**** Ausgangstext

Die Kinder erleben eine starke tolle Mutter. Liebe bedeutet nicht: weiche Tour, sondern Freiheit mit klaren Regeln. Fördern und fordern geht gut zusammen. "Sie hat viermal das Abitur gemacht", sagen die Kinder scherzhaft und erinnern sich, wie die Mutter sie durch die Prüfungszeit "pusht". "Sie hat alles hundertprozentig gemacht", sagen sie weiter und erzählen, wie energisch, effizient, kundig, diszipliniert und gut organisiert die Mutter war. Wie diskussionsfreudig auch! "Du bist grundsätzlicher als das Bundesverfassungsgericht!", seufzt man mitunter nach langen Diskussionen. Politik, Technik, technische Innovationen – solche eher den Männern zugeschriebene Domänen interessieren sie brennend.


Die Kinder sprechen auch von der handwerklichen und kreativen Begabung der Mutter. Jetzt kommt die "Hand" ins Spiel! Sie bastelt geschickt mit dem Nachwuchs, übernimmt die Bauleitung für das eigene Haus, reagiert praktisch und zielgerichtet.


Im ehrenamtlichen Bereich ist sie engagiert. Die Familie - auch der beruflich in seiner Firma sehr eingespannte Ehemann - gönnt sich ausgedehnte Skifreizeiten, Reisen an die Nordsee, Reisen zur Farm in den USA. Und sieht die Eltern darüber hinaus Golf spielen und zusammen mit drei anderen Paaren ausgedehnte Fahrradtouren unternehmen. Die Mutter sorgt für die Privatsphäre der Familie – die Firma bleibt weithin außen vor.


Seit etwa vier Jahren schiebt sich bei ihr das Thema Gesundheit nach vorn. Das starke Rauchen wirkt sich aus. Der plötzliche Tod ihres Mannes vor genau einem Jahr muss verkraftet werden. Es ist ihre Art, die Realität der Endlichkeit anzunehmen, nicht zu hadern und zu lamentieren, eher nach vorn zu schauen. Sie denkt nach über den Sinn des Lebens und spricht darüber. Im vergangenen Juni kommt sie ins Krankenhaus, wird operiert. Die Kräfte lassen nach, den Kampf um das eigene Leben scheint sie aufzugeben. Ihrem Wunsch entsprechend kann sie zuhause sterben. Nach langer Schlaflosigkeit kommt am 28. Oktober, kurz nach ihrem 69. Geburtstag, der Todesschlaf. Sie kann friedlich und wie erlöst im Beisein ihrer Angehörigen sterben.

********
**** Vorliegende Daten

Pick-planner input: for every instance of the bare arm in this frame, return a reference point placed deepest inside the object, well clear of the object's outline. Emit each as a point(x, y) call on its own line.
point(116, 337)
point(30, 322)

********

(Gestellte Aufgabe): Schreib aus dem Text über die Mutter die Stelle ab, die mit "Seit etwa vier" anfängt und bis einschließlich "ihrer Angehörigen sterben." weitergeht.

(Lösung der Aufgabe):
Seit etwa vier Jahren schiebt sich bei ihr das Thema Gesundheit nach vorn. Das starke Rauchen wirkt sich aus. Der plötzliche Tod ihres Mannes vor genau einem Jahr muss verkraftet werden. Es ist ihre Art, die Realität der Endlichkeit anzunehmen, nicht zu hadern und zu lamentieren, eher nach vorn zu schauen. Sie denkt nach über den Sinn des Lebens und spricht darüber. Im vergangenen Juni kommt sie ins Krankenhaus, wird operiert. Die Kräfte lassen nach, den Kampf um das eigene Leben scheint sie aufzugeben. Ihrem Wunsch entsprechend kann sie zuhause sterben. Nach langer Schlaflosigkeit kommt am 28. Oktober, kurz nach ihrem 69. Geburtstag, der Todesschlaf. Sie kann friedlich und wie erlöst im Beisein ihrer Angehörigen sterben.